**Tasks and exercises**
**a)** List every dataset size, in hours, shown in Table 6 of the Whisper excerpt.
**b)** In the Whisper excerpt, what measure does Table 6 use for X → English translation, and on which dataset?
**c)** Write the next part of the Whisper excerpt, picking up after its final sentence.

With the exception of English speech recognition, performance continues to increase with model size across multilingual speech recognition, speech translation, and language identification. The diminishing returns for English speech recognition could be due to saturation effects from approaching human-level performance
Figure 8: Zero-shot Whisper performance scales reliably across tasks and languages with increasing model size.Lightly shaded lines represent individual datasets or languages, showing that performance is more varied than the smooth trends in aggregate performance. Large V2 distinguished with a dashed orange line since it includes several changes that are not present for the smaller models in this analysis.
…4.2. Dataset Scaling At 680,000 hours of labeled audio, the Whisper dataset is one of the largest ever created in supervised speech recognition. Exactly how important is the raw dataset size to Whisper’s performance? To study this, we trained a series of medium-sized models on sub-sampled versions of the dataset which are 0.5%, 1%, 2%, 4%, and 8% of the full dataset size and compared their performance with the same medium-sized model trained on the whole dataset
Table 6: Performance improves with increasing dataset size. English speech recognition performance refers to an average over 12 datasets while the Multilingual speech recognition reports performance on the overlapping subset of languages in Fleurs and X → English translation reports average BLEU on CoVoST2. Dataset size reported in hours.
Dataset size
English WER WER (↓)
Multilingual WER (↓)
X → English BLEU (↑)
3,405
30.5
92.4
0.2
6,811
19.6
72.7
1.7
13,621
14.4
56.6
7.9
27,243
12.3
45.0
13.9
54,486
10.9
36.4
19.2
681,070
9.9
29.2
24.8
All increases in the dataset size result in improved performance on all tasks, although we see large variability in improvement rates across tasks and sizes. Performance improves rapidly on English speech recognition from 3,000 to 13,000 hours and then slows down noticeably between 13,000 and 54,000 hours. Using the full dataset, which corresponds to another 12.5× increase in size results in only a further 1 point drop in WER.

Descriptions of regions in plain language
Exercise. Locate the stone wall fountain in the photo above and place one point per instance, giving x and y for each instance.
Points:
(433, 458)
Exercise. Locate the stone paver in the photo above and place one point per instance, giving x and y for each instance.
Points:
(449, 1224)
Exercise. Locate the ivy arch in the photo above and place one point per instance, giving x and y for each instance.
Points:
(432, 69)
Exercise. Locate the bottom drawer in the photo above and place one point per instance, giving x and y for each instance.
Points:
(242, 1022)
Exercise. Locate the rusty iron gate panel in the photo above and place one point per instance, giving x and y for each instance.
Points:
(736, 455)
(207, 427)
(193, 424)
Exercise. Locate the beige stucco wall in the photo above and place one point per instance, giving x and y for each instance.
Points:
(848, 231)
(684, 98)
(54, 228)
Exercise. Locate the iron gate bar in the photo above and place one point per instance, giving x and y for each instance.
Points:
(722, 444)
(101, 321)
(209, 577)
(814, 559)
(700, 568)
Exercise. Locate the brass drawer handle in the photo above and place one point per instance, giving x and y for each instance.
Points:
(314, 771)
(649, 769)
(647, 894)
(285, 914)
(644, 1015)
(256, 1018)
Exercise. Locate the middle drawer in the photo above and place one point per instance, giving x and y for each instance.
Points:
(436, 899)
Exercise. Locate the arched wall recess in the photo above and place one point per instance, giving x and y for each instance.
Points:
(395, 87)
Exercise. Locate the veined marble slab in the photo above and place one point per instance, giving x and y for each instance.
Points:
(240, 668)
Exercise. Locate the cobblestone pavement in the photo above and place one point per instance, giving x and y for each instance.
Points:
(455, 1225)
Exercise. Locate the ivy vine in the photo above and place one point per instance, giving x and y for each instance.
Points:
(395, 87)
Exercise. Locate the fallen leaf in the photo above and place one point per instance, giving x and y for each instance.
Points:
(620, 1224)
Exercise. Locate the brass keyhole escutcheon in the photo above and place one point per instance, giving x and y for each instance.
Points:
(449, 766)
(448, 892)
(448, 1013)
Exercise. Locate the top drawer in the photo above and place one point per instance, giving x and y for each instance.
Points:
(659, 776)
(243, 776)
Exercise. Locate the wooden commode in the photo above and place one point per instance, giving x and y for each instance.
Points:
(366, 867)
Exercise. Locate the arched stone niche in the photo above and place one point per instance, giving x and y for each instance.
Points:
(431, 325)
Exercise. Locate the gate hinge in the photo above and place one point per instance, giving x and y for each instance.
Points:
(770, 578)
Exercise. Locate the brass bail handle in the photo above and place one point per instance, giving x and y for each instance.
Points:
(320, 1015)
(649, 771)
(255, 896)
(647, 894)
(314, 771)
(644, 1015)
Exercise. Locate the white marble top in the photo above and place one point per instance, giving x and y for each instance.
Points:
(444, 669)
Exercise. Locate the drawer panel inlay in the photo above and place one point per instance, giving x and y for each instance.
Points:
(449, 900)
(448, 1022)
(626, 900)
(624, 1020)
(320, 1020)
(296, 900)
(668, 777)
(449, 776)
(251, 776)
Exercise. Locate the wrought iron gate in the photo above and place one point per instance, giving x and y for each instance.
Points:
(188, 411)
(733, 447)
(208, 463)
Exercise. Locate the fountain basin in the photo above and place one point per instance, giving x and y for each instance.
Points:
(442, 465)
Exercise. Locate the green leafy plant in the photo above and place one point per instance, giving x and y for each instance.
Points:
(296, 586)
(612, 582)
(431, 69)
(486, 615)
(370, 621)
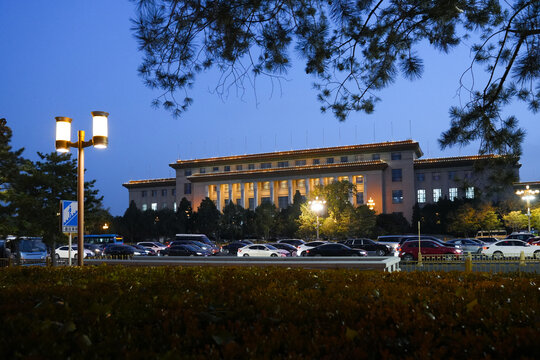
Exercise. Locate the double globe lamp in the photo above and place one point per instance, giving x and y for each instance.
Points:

**Answer section**
**a)** 3,405; 6,811; 13,621; 27,243; 54,486; 681,070

**b)** Average BLEU on CoVoST2.

**c)**
This mirrors the diminishing returns observed with model size scaling for English speech recognition and could similarly be explained by saturation effects when approaching human-level performance. Improvements in WER follow a power-law trend for multilingual speech recognition till 54,000 hours and then deviate from this trend, improving only a further 7 points when increasing to the full dataset size. For X → English translation, performance is practically zero when training on 7,000 hours of audio or less, and then follows a roughly log-linear improvement trend till 54,000 hours before also showing diminishing returns when further scaling to the full dataset size.
[cf. Chinchilla] The general trend across tasks of diminishing returns when moving from 54,000 hours to our full dataset size of 680,000 hours could suggest that the current best Whisper models are under-trained relative to dataset size and performance could be further improved by a combination of longer training and larger models. It could also suggest that we are nearing the end of performance improvements from dataset size scaling for speech recognition. Further analysis is needed to characterize “scaling laws” for speech recognition in order to decided between these explanations.
[The “scissors cross” in scaling generalist models:]
Figure 9: Multitask and multilingual transfer improves with scale.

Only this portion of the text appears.